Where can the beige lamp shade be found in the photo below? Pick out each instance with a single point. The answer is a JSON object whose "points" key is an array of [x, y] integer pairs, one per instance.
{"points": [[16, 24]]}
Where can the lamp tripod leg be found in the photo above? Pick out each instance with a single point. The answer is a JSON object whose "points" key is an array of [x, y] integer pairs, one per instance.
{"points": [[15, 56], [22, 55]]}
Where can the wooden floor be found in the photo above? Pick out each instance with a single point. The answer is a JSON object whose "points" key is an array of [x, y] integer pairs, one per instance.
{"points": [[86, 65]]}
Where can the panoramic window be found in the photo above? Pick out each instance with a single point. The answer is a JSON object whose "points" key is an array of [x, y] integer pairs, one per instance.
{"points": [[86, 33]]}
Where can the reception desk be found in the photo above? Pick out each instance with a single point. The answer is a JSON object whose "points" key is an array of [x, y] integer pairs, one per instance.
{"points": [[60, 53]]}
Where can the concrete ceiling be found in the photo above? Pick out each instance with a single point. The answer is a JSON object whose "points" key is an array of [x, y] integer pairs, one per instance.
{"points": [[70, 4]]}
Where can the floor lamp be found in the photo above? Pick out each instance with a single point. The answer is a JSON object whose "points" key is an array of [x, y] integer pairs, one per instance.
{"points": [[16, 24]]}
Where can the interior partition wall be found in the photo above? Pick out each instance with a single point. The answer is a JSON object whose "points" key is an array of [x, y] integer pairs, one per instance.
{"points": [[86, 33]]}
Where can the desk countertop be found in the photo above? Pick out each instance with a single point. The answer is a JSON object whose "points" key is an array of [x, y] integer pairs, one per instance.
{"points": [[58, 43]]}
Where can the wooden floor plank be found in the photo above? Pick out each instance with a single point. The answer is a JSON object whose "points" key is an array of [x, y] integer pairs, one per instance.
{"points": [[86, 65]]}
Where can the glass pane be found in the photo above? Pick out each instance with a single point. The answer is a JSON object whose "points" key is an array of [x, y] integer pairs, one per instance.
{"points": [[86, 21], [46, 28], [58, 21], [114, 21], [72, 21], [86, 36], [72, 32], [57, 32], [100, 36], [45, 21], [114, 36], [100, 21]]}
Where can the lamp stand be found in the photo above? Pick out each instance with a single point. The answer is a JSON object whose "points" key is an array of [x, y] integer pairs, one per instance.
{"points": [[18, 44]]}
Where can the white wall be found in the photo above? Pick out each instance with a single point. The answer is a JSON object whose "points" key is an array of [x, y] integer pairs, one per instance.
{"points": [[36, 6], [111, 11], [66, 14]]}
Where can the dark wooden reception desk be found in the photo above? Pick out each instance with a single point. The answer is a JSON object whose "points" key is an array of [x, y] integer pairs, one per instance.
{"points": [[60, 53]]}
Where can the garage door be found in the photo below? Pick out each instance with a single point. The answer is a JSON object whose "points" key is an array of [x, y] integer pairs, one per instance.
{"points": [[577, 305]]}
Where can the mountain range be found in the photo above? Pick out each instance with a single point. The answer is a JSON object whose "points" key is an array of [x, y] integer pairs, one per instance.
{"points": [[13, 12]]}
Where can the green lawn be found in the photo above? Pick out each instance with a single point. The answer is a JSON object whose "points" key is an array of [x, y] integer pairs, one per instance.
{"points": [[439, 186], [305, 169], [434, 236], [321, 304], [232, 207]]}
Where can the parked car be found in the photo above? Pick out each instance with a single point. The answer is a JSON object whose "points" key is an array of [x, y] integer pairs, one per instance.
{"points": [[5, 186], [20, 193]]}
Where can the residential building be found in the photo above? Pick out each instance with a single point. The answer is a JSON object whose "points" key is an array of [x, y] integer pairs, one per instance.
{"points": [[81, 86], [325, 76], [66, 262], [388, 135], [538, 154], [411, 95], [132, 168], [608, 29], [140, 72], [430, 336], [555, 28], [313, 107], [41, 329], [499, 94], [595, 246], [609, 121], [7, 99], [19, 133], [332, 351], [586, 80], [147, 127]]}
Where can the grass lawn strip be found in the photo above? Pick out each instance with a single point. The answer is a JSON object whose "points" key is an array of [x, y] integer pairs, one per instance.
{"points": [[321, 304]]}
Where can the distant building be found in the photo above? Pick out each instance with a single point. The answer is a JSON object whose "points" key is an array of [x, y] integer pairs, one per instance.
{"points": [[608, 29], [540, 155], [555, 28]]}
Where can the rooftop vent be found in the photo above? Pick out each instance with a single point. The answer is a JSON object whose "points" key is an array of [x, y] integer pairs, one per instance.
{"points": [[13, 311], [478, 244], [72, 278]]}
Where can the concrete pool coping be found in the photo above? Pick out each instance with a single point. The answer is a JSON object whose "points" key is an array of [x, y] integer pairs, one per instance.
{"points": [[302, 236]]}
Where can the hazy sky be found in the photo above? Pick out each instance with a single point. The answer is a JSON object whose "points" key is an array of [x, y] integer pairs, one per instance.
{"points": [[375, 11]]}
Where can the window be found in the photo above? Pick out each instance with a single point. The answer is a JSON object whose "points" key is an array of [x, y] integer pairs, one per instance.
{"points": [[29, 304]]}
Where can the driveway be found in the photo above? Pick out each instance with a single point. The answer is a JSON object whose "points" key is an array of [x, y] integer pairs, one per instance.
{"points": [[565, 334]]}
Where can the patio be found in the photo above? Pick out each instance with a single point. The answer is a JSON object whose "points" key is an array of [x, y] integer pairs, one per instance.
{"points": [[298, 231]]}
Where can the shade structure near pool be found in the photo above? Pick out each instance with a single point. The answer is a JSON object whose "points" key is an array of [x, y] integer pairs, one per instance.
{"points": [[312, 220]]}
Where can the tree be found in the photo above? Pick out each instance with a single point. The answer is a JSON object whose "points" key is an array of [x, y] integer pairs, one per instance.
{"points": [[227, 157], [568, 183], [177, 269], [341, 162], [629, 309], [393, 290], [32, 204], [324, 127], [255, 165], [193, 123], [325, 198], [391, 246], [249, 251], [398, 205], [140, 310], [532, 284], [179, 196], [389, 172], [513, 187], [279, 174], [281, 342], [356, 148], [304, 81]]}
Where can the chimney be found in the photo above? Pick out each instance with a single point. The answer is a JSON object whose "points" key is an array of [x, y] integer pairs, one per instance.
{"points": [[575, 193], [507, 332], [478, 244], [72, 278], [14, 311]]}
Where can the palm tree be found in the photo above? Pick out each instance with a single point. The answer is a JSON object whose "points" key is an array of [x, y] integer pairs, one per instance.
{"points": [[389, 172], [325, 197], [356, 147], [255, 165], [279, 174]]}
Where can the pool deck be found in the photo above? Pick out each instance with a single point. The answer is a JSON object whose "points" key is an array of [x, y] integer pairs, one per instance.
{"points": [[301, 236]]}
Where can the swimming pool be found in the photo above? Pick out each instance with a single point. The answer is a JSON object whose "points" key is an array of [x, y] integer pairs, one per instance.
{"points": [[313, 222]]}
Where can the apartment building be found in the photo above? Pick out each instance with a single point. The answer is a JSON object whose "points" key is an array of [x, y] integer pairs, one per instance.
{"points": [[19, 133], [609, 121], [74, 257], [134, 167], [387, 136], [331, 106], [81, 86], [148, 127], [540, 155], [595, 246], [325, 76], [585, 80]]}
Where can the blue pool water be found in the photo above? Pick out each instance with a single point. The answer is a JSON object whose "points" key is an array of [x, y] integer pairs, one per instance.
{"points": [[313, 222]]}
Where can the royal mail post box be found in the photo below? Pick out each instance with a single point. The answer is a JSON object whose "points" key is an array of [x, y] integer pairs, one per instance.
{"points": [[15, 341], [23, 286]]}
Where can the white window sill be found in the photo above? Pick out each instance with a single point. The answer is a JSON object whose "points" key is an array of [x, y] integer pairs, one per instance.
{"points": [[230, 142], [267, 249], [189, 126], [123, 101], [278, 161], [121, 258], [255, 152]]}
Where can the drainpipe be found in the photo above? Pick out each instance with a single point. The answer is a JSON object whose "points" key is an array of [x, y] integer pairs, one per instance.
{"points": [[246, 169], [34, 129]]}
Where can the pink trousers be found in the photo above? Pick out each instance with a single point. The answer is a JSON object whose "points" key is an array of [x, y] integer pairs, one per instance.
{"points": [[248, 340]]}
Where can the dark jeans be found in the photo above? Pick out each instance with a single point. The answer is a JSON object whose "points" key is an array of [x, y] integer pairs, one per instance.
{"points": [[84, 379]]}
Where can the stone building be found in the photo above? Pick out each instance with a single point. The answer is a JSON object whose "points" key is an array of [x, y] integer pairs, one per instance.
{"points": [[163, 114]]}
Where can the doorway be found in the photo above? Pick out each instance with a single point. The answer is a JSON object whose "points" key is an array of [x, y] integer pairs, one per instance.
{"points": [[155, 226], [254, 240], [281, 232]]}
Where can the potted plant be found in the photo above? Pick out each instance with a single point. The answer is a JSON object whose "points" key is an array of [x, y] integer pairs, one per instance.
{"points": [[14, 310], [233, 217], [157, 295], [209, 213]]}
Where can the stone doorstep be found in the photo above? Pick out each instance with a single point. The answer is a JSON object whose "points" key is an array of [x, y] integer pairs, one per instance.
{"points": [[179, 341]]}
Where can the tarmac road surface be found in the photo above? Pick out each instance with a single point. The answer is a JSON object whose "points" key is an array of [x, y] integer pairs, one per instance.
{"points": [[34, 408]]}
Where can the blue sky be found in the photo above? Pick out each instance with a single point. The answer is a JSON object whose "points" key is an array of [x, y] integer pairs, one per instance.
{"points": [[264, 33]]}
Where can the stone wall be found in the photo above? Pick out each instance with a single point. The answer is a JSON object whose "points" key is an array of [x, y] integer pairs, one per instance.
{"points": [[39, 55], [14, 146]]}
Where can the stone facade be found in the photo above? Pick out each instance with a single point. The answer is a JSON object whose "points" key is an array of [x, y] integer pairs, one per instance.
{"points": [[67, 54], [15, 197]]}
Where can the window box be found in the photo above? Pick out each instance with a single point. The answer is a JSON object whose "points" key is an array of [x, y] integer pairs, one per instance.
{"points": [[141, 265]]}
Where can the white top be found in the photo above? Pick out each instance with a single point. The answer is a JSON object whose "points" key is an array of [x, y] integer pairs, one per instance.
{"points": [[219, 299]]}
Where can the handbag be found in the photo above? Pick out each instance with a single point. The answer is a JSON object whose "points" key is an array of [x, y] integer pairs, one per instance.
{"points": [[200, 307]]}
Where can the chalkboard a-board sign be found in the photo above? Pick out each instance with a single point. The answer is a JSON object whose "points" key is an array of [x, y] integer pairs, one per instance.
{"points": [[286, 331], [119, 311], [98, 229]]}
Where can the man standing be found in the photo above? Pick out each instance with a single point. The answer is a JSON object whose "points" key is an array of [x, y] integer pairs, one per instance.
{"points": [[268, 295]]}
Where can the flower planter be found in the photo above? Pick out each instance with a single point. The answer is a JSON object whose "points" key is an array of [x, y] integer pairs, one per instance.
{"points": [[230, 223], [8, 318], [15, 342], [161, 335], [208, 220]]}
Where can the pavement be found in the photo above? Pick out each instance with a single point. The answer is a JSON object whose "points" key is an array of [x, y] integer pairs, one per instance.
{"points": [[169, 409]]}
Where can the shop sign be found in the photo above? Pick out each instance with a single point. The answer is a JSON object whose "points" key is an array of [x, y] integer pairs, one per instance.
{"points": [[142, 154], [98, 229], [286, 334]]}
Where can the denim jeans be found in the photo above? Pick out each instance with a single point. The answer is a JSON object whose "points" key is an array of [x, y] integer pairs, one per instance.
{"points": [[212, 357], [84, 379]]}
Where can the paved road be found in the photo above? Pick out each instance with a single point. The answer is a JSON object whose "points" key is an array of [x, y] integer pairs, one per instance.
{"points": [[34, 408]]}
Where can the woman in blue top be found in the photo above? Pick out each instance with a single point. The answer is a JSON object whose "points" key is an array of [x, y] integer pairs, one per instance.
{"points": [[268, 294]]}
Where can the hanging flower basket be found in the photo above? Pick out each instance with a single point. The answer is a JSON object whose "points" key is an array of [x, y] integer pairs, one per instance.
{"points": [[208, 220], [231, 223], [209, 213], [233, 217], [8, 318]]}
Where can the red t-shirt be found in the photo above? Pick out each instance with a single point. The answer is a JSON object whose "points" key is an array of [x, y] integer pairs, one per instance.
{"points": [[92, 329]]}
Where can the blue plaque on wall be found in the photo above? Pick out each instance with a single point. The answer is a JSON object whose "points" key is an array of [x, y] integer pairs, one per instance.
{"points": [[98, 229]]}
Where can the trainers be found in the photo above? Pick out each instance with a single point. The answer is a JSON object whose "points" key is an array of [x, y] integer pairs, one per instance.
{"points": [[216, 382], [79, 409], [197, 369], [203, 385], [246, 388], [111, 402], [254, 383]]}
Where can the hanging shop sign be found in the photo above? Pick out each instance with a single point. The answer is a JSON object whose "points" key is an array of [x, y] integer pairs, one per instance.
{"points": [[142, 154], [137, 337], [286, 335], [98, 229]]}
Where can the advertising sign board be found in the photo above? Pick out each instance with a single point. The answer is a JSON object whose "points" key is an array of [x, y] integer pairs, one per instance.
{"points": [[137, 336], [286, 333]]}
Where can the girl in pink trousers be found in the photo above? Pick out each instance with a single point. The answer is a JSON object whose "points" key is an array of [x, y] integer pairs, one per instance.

[Exercise brief] Repeat exactly the lines from the line containing "Where can the woman" through the end of the listing above; both boundary lines are part of the output.

[The output]
Where can the woman in blue top be found in the photo above? Pick out each instance with a single point. The answer is a JSON object whose "points" key is an array of [x, y] integer pairs, one per instance.
{"points": [[268, 294]]}
Where can the hanging flower basket be found in the photo above? Pick out each instance with a single point. The answer is a JSON object whose "points" key is an array of [x, y] integer pairs, one per instance.
{"points": [[208, 220], [231, 223], [209, 213], [233, 217], [8, 318]]}
Where can the red t-shirt be found in the photo above? Pick out each instance with a single point. The answer is a JSON object whose "points" key is an array of [x, y] integer pairs, one per instance.
{"points": [[92, 329]]}
Where can the blue plaque on wall be found in the photo above? Pick out each instance with a single point. The answer is a JSON object whose "points" key is an array of [x, y] integer pairs, one per instance.
{"points": [[98, 229]]}
Where can the trainers be found in the photo above? Pick out each instance with a single point. The answer is a JSON object whose "points" key is an array of [x, y] integer pairs, one per instance.
{"points": [[216, 382], [79, 409], [197, 369], [203, 385], [246, 388], [111, 402], [254, 383]]}
Where can the hanging shop sign be found in the photo above? Pick out each instance with a single point. The answer is a JSON object whose "points" key is an array of [x, y] integer pairs, one per instance.
{"points": [[142, 154], [137, 337], [286, 335], [98, 229]]}
Where can the advertising sign board be found in the photo above? Pick out each instance with a single point. The answer is a JSON object whose "points" key is an array of [x, y] integer pairs, one per instance.
{"points": [[137, 336], [286, 333]]}
Where can the girl in pink trousers be found in the photo above? Pick out each instance with a single point. The answer is a JSON object whose "points" key is an array of [x, y] integer pairs, one per instance.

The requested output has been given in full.